Jonathan Paul Sirski, in his mid-40s, pleaded guilty to one count of possession of child pornography Thursday, admitting he kept a large number of child sexual abuse images on electronic devices, along with at least a dozen of the dolls, in his Fort Richmond home.
Crown prosecutor Victor Bellay outlined the case against Sirski, reading from an agreed statement of facts to provincial court Judge Cindy Sholdice, before he entered his guilty plea.
On Aug. 4 last year, Bellay said, Canada Border Services Agency officers in Vancouver intercepted a package, imported from China, that was slated to be shipped to Sirski’s home on Dalhousie Drive.
“CBSA officers opened the package and located an anatomically correct juvenile female doll,” Bellay told court.
The border agents contacted Winnipeg Police Service internet child exploitation investigators on Aug. 15.
Two Winnipeg detectives viewed photographs of the seized doll and “believed it depicted a child between the ages of 13 and 14 years and therefore met the definition of child pornography,” said Bellay.
Investigators then placed Sirski under surveillance, watching him leave his home on Sept. 3 and go to the University of Manitoba, where he worked as an instructional technologist. It’s unclear if he remains employed there.
A U of M official said Thursday the post-secondary institution is aware of the case, but would not comment further, citing privacy legislation.
On Sept. 4, the package was delivered to Sirski’s home and at 6:30 a.m. the next day, police investigators showed up at his door with a search warrant and arrested him, said Bellay.
Inside his home, officers found a disturbing collection, said Bellay, which included a female infant doll.
Sirski was found to have seven of the infant dolls and several other dolls depicting older but still prepubescent girls. One was found on the toilet seat in a washroom in his home.
He had “a number of accessories for the dolls, including wigs, children’s clothing and underwear, gloves, combs, soothers, bottles and diapers,” said Bellay.
On three electronic devices, which included a hard drive, investigators located more than 4,000 images of child sexual abuse.
On Oct. 5 last year, Sirski sat for an interview with a detective, who he told he first acquired a child doll six to eight months earlier and that he could not recall how many he had ordered.

*Provided material*.

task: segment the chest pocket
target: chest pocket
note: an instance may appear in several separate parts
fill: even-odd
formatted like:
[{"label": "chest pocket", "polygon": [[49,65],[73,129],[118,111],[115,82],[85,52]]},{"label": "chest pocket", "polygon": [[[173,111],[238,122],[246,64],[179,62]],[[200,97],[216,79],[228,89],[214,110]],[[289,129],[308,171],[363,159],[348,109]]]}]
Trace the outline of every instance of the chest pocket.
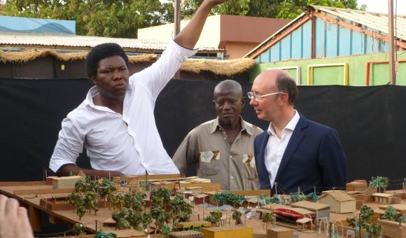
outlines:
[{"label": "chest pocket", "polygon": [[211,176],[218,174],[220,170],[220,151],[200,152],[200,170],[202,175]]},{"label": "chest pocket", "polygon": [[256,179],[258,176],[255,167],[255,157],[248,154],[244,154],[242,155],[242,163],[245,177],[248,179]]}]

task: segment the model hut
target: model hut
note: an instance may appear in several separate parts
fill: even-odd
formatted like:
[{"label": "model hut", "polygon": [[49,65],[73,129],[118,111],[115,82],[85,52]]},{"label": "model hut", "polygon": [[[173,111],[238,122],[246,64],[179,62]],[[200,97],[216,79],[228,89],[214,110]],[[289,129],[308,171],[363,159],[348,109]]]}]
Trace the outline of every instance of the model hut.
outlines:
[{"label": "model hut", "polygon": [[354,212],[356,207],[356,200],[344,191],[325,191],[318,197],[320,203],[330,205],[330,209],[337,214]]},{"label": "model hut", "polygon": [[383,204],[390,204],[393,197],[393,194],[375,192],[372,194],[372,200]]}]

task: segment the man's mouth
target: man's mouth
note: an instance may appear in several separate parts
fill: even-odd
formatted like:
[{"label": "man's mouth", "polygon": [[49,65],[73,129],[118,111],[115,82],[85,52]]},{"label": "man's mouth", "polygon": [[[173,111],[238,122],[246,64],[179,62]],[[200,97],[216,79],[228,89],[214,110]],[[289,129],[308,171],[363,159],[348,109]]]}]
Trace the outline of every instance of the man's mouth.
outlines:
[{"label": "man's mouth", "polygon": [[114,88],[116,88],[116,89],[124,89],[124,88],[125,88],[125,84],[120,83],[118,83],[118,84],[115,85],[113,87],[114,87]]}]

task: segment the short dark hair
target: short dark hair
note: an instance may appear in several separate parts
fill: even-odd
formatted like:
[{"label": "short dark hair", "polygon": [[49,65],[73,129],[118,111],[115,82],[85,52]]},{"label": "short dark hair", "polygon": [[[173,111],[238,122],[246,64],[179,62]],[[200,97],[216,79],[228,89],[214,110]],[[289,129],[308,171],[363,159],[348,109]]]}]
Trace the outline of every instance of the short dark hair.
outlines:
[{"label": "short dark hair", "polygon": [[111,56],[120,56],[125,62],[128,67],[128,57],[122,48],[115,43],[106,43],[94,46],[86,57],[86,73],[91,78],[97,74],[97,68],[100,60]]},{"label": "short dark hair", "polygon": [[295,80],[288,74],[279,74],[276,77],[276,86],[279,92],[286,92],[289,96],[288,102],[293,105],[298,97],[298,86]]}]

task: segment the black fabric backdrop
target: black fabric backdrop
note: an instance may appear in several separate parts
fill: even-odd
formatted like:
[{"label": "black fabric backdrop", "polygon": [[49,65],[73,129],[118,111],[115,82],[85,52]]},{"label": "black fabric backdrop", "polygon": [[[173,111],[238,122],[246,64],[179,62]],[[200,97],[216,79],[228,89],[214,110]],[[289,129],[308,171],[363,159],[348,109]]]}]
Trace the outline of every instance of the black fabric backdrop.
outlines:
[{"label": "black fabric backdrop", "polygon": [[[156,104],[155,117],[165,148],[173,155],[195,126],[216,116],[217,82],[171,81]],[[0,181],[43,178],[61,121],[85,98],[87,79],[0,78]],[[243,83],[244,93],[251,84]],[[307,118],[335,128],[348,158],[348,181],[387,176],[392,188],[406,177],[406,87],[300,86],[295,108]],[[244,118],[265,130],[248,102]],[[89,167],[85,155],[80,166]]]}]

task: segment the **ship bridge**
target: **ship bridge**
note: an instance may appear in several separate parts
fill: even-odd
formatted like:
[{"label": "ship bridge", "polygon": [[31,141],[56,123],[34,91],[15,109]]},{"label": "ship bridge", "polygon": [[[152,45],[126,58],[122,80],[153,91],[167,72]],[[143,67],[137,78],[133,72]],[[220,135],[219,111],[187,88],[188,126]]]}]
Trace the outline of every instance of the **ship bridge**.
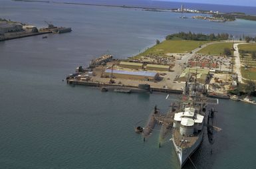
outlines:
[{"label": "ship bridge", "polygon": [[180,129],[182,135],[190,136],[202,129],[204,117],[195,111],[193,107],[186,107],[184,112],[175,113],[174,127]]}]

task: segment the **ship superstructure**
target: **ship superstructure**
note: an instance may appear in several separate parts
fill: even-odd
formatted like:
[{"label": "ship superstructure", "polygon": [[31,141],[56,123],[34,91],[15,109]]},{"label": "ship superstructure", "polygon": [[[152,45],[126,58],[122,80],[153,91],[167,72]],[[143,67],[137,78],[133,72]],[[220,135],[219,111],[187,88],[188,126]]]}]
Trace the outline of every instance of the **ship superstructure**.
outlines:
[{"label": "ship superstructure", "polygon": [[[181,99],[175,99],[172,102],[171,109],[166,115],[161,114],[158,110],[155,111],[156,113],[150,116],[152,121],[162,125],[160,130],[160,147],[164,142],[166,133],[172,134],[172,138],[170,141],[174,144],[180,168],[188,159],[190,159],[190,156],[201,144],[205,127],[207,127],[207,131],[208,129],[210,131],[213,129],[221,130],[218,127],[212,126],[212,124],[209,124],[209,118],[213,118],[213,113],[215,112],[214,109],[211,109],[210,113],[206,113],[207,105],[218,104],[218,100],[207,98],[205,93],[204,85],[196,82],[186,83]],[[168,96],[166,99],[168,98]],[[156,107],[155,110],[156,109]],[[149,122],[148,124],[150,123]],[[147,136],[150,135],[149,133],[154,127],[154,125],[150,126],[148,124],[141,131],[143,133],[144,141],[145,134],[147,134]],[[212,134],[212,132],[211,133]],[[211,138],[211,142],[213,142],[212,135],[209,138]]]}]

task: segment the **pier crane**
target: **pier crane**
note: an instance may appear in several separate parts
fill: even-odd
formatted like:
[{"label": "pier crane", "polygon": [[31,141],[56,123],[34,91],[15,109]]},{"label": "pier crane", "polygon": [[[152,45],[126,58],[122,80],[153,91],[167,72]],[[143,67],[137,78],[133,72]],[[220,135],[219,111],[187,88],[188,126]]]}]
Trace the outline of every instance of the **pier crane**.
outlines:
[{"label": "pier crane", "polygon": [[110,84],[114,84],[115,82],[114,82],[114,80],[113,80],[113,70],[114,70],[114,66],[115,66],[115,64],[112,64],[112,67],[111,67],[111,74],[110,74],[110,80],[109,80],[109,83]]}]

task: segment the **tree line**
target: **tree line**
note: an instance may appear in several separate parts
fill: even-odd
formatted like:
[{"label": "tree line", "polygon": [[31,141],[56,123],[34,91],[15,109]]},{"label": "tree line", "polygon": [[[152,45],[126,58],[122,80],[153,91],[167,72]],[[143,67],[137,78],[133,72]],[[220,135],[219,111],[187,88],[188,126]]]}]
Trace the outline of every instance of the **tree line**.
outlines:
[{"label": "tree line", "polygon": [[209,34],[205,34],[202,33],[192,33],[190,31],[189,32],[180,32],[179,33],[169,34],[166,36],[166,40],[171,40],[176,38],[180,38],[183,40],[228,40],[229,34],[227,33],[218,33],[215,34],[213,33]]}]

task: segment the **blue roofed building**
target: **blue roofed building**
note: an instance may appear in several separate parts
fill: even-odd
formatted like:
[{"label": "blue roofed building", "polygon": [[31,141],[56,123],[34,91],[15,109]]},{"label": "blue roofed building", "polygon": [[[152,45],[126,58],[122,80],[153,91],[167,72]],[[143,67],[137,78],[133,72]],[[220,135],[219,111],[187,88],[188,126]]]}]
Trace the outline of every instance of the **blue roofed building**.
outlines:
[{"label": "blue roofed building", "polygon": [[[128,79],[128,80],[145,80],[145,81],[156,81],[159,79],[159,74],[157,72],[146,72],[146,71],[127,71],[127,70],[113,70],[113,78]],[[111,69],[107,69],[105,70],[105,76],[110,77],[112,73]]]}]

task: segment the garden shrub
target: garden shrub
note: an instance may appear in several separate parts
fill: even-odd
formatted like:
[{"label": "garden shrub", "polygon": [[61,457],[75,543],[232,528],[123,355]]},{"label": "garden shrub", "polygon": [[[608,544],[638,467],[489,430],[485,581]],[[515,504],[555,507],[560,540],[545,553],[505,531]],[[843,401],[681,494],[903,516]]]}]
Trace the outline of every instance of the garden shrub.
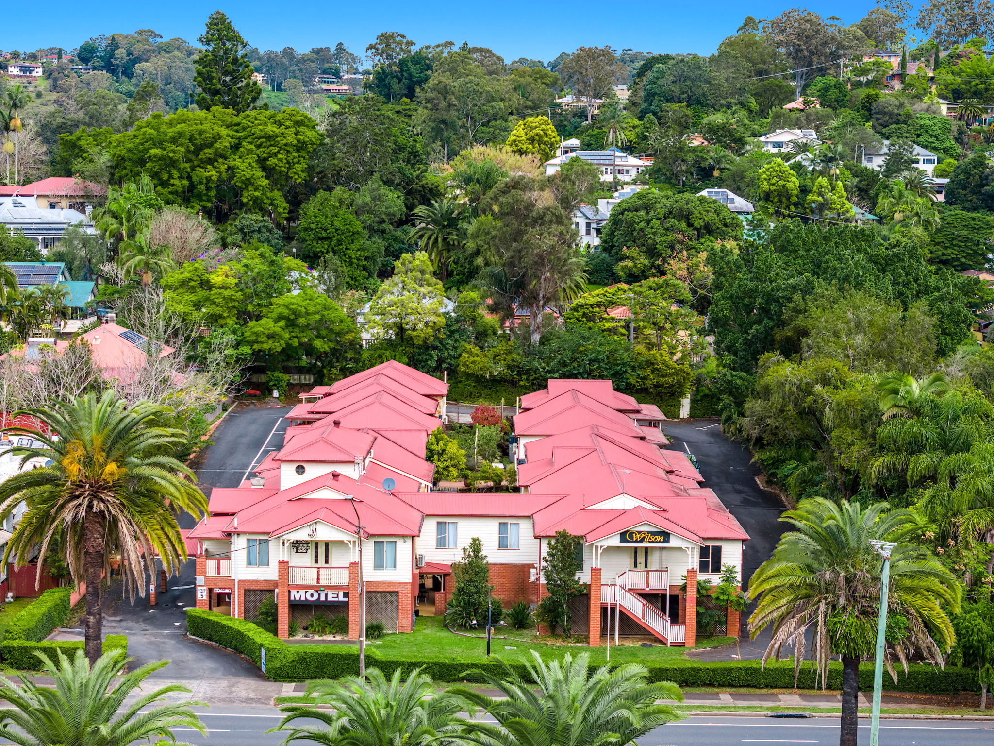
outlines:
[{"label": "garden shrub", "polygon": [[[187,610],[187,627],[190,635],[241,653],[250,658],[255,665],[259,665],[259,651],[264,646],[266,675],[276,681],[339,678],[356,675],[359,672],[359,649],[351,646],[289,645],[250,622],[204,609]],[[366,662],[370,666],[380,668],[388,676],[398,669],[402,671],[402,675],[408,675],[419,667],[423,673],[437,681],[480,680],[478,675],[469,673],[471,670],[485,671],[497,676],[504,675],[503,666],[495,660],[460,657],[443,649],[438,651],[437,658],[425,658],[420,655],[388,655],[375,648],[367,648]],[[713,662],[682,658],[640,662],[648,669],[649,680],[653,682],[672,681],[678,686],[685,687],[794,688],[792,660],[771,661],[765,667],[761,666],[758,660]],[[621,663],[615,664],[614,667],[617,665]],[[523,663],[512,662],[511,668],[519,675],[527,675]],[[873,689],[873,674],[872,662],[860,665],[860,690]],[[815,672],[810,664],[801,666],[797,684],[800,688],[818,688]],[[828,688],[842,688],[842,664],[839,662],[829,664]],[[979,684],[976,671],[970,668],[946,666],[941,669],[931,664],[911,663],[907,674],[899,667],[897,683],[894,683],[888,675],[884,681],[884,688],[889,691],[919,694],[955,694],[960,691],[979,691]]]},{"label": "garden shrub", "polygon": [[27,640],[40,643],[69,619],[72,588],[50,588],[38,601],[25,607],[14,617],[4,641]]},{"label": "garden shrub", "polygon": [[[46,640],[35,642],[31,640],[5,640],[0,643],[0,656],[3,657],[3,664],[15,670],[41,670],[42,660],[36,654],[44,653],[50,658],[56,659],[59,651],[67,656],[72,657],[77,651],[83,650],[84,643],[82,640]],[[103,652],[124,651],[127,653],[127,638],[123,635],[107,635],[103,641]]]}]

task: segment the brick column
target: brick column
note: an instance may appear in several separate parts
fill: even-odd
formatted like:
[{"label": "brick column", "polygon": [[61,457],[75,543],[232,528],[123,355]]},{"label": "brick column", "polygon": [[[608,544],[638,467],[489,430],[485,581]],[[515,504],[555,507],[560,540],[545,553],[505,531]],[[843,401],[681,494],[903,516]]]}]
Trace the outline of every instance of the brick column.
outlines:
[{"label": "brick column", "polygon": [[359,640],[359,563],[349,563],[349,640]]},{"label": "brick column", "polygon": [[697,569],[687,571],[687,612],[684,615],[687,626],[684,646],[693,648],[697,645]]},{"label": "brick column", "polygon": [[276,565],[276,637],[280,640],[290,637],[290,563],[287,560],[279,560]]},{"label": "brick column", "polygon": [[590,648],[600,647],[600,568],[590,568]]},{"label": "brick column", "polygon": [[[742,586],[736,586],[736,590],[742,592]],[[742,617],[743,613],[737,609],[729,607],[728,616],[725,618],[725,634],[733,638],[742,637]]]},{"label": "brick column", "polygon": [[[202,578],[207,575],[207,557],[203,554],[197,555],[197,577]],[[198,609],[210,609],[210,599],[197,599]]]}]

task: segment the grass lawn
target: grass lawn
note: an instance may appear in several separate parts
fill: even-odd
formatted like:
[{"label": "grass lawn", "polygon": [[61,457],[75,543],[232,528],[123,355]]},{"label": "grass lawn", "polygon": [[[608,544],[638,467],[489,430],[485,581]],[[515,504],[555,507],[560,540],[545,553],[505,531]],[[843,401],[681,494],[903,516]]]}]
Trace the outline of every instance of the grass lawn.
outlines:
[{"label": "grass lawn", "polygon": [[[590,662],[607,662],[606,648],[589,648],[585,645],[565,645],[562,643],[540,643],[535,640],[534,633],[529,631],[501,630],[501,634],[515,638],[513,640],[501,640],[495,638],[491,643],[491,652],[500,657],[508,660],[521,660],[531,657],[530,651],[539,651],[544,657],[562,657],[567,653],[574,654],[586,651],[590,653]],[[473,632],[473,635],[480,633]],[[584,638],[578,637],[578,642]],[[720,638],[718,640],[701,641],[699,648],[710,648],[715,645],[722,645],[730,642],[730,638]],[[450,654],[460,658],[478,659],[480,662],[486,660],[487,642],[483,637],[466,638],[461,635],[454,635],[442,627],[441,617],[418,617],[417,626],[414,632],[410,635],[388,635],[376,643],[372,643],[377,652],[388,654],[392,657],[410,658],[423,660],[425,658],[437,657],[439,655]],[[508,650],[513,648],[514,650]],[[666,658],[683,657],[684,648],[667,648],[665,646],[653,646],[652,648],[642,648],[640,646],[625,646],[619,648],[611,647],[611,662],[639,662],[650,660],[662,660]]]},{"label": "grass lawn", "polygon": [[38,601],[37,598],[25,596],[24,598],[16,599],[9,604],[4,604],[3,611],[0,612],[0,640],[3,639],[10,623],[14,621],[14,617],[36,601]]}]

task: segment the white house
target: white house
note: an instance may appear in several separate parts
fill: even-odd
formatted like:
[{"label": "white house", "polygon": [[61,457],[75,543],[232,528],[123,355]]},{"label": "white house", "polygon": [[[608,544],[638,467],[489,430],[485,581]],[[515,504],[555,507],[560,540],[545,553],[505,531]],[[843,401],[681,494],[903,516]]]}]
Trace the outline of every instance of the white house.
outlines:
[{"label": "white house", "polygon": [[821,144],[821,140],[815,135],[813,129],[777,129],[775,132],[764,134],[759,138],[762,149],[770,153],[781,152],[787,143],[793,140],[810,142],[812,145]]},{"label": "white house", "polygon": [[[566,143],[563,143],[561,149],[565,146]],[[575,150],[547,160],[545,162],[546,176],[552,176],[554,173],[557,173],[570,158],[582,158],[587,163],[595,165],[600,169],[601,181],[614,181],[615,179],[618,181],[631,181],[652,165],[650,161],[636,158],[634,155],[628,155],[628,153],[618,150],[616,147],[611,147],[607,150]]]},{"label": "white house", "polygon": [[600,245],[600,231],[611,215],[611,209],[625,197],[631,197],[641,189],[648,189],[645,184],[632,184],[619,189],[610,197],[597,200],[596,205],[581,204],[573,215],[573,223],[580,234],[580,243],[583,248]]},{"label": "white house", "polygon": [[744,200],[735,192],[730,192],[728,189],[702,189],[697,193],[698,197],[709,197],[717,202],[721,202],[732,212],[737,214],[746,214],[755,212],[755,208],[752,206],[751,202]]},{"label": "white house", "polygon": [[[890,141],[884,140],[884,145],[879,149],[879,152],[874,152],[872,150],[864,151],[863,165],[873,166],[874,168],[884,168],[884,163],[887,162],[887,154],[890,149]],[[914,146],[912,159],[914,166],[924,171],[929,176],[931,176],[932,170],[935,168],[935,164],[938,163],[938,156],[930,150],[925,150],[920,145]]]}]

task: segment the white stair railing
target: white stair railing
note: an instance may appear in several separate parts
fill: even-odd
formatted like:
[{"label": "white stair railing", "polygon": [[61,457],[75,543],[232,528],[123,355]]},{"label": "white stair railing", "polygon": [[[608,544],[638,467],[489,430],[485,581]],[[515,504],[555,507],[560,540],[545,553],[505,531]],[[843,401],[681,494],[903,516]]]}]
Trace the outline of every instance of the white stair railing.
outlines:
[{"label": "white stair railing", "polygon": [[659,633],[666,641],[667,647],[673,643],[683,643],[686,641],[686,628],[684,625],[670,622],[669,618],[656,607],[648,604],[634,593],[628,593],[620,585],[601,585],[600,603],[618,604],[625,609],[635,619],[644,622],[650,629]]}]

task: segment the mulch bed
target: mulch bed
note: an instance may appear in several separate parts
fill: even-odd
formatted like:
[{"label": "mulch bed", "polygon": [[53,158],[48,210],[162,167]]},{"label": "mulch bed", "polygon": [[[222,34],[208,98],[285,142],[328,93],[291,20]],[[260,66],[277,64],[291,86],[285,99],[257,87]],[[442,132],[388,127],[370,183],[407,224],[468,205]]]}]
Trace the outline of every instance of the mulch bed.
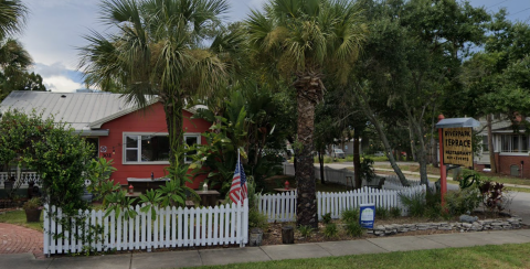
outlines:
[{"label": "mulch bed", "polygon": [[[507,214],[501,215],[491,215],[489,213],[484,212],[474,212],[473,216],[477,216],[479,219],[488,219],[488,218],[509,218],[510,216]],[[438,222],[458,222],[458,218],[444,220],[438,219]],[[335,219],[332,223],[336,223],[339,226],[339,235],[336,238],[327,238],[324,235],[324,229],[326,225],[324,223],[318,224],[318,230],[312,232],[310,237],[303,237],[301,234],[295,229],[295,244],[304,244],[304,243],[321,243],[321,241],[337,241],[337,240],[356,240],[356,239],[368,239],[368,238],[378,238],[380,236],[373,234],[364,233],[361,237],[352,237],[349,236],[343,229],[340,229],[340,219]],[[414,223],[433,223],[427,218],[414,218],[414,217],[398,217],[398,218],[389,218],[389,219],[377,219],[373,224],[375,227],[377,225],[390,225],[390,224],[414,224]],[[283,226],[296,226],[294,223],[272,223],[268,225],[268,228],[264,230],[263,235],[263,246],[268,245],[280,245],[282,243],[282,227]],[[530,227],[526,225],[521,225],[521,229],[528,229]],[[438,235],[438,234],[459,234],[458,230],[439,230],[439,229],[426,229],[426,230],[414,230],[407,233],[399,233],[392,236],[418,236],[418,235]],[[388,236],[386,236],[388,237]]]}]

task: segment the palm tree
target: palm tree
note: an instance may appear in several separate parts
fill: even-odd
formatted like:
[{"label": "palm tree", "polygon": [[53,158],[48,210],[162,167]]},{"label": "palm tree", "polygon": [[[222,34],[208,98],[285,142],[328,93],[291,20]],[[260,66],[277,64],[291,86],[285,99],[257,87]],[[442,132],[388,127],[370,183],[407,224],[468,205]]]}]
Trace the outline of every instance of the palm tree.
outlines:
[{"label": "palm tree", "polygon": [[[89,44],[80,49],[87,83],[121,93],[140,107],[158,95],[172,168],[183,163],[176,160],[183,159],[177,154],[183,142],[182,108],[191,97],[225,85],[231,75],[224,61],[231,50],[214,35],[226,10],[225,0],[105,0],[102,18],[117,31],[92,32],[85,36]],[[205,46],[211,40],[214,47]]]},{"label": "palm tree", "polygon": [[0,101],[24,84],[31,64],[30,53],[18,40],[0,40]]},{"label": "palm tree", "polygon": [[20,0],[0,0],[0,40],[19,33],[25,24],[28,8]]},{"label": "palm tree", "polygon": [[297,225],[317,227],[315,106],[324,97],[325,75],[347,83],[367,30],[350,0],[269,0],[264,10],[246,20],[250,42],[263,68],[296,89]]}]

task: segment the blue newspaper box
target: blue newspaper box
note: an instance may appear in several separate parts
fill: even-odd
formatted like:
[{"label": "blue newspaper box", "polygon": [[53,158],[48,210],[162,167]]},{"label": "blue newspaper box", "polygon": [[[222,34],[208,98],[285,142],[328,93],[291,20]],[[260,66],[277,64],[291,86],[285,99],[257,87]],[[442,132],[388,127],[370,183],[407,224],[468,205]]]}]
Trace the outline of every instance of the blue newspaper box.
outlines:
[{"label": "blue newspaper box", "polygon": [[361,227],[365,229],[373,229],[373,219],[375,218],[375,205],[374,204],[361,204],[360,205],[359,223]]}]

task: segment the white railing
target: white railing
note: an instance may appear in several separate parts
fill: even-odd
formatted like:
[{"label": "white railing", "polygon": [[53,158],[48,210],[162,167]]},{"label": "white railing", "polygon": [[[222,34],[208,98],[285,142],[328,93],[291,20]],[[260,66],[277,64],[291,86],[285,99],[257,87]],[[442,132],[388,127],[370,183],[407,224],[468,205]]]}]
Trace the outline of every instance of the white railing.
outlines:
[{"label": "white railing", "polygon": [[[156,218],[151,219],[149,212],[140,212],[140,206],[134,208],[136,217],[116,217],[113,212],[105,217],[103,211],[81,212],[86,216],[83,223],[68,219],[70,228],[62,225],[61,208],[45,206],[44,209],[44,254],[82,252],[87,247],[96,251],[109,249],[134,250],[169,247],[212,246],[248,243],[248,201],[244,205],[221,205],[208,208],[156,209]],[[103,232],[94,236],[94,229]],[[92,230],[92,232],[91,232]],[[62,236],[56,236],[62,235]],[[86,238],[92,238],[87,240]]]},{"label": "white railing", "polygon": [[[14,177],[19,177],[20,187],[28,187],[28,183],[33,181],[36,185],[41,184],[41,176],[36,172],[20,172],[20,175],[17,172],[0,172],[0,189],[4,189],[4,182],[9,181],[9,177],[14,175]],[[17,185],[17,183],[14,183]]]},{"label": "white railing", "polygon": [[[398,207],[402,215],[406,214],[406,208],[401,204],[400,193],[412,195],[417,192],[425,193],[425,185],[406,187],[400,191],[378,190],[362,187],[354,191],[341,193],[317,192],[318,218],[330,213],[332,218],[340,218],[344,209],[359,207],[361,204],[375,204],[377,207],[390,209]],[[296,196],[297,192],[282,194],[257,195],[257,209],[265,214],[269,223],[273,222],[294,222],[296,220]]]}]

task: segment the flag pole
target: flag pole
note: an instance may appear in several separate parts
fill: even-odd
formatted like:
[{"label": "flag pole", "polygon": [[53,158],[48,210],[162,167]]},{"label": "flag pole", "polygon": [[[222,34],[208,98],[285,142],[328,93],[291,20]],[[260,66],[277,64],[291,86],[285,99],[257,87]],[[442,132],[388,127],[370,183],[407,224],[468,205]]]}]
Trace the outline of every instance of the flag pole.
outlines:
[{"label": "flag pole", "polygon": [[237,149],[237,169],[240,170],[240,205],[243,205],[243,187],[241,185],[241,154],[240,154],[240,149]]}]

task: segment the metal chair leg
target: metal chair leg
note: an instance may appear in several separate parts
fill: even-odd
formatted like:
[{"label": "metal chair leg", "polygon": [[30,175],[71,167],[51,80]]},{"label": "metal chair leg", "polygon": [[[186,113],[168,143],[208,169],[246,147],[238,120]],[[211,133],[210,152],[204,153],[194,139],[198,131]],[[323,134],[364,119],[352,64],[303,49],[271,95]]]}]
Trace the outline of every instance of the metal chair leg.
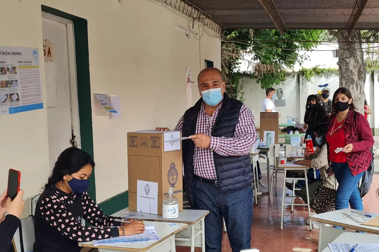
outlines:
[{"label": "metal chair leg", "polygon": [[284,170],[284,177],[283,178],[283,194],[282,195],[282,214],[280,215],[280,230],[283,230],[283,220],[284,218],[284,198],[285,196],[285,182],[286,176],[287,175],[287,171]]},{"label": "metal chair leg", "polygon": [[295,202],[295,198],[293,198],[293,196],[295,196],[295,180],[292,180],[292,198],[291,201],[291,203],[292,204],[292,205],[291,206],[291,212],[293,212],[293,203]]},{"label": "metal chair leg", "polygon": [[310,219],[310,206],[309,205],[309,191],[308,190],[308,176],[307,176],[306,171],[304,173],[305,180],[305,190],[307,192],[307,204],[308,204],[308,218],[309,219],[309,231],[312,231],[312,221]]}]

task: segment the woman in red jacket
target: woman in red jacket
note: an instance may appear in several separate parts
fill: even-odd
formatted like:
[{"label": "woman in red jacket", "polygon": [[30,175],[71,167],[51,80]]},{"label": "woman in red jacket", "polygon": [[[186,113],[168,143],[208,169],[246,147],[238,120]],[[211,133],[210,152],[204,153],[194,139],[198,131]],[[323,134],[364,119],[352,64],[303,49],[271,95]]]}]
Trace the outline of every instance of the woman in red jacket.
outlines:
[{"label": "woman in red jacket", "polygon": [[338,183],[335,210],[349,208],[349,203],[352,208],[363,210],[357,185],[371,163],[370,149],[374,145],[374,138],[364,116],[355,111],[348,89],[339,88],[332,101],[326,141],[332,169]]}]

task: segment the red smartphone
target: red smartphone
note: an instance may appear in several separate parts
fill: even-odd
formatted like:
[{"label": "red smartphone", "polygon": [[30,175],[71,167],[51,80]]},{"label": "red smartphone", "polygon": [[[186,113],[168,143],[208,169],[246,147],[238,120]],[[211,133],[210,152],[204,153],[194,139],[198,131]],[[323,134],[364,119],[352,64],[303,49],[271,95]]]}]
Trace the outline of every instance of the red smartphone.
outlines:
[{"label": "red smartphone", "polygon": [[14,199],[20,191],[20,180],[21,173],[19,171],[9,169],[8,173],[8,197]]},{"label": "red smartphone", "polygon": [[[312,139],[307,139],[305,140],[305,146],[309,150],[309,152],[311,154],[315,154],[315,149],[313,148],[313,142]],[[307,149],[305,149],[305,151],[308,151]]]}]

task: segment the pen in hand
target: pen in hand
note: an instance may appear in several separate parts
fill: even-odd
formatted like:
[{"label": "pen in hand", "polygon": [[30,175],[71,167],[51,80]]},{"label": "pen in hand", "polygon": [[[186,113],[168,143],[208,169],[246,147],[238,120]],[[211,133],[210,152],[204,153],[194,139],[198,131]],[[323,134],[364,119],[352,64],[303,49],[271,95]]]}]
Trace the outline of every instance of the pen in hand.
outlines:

*Exercise task*. According to the court report, in which city did Canada Border Services Agency officers intercept the package bound for Sirski's home?

*The reply*. Vancouver